## Passage to read
Britain's doctors believe that more than four out of ten of the 22 million sick notes they are asked to sign each year are either questionable or totally bogus but blame the attitude of employers for the number of spurious requests.
Research by healthcare research firm Dr Foster for insurance company Norwich Union suggests that back pain is the most common excuse doctors hear, followed by ‘depression’ and ‘workplace stress’.
The average doctor gets 577 requests for sick notes annually from employees who have been off sick for more than seven days. With 38,000 GPs in the UK, this adds up to a total of 22 million requests.
Doctors say that almost a quarter of the requests - about five million - are questionable at best. A further fifth - almost four million - are definitely bogus.
Workers who are ill are normally given a week's grace, known as self-certification, after which they must obtain an official note from their doctor.
More than seven per cent of the 1,000 workers quizzed as part of the survey also said that they would consider asking their GP for a bogus sick note. Twice as many men as women said they would cheat the system.

## Entries provided
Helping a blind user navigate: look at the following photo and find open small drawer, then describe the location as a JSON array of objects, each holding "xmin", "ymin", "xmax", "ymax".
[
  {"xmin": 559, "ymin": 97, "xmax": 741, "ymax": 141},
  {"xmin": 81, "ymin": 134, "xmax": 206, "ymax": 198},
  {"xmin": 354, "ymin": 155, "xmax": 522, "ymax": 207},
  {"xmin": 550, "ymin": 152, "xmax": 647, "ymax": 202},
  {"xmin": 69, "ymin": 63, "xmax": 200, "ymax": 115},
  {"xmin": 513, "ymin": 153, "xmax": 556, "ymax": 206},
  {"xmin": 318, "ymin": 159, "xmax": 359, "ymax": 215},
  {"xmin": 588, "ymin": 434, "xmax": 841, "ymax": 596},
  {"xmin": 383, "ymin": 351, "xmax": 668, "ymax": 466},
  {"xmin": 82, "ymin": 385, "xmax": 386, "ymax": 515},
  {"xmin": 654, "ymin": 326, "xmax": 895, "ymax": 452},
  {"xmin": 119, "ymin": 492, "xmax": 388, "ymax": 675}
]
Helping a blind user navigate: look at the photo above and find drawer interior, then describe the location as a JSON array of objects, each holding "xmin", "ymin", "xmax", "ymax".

## Questions
[1] Rewrite the sick note article between "Britain's doctors believe" and "and ‘workplace stress’.", inclusive, putting "medical certificates" in place of "sick notes".
[2] Answer these questions using the sick note article:
(a) What is the most common excuse doctors hear?
(b) How many GPs are there in the UK?
(c) How many workers were quizzed in the survey?
[3] Continue the article on bogus sick notes from where it stops.

## Solved problems
[1]
Britain's doctors believe that more than four out of ten of the 22 million medical certificates they are asked to sign each year are either questionable or totally bogus but blame the attitude of employers for the number of spurious requests.
Research by healthcare research firm Dr Foster for insurance company Norwich Union suggests that back pain is the most common excuse doctors hear, followed by ‘depression’ and ‘workplace stress’.

[2]
(a) Back pain
(b) 38,000
(c) 1,000

[3]
It is estimated that people " throwing sickies" costs the UK economy more than £4 billion annually. Yet separate research has found that more than eight out of ten employees admit to faking an illness so that they can take a day of work.
The survey found that the circumstances in which workers said they would consider asking for a bogus sick note included a personal crisis they were too embarrassed to tell the boss about; difficulties at work; the refusal of a holiday request; fatigue.
But many GPs blame employers for the number of spurious requests and claim that firms could slash absenteeism by offering staff more flexible-working hours and better support in the workplace.
Dr Ann Robinson, one of the GPs questioned, said: "GPs want to treat genuinely ill patients and don't want to act as policemen, identifying those who are claiming bogus sick notes.
”Employers need to be more flexible with their workforce and hospital services need to provide fast-track diagnostic and treatment centres so people can get back to work as quickly as possible."
The British Medical Association (BMA) complained that employers often flout the seven day rule and ask for sick notes after three or four days. Some also force staff to obtain a retrospective sick note when they have recovered, which the BMA says is a particular waste of doctors’ time.
The BMA has called on the government to investigate whether responsibility for sick notes could be moved away from GPs.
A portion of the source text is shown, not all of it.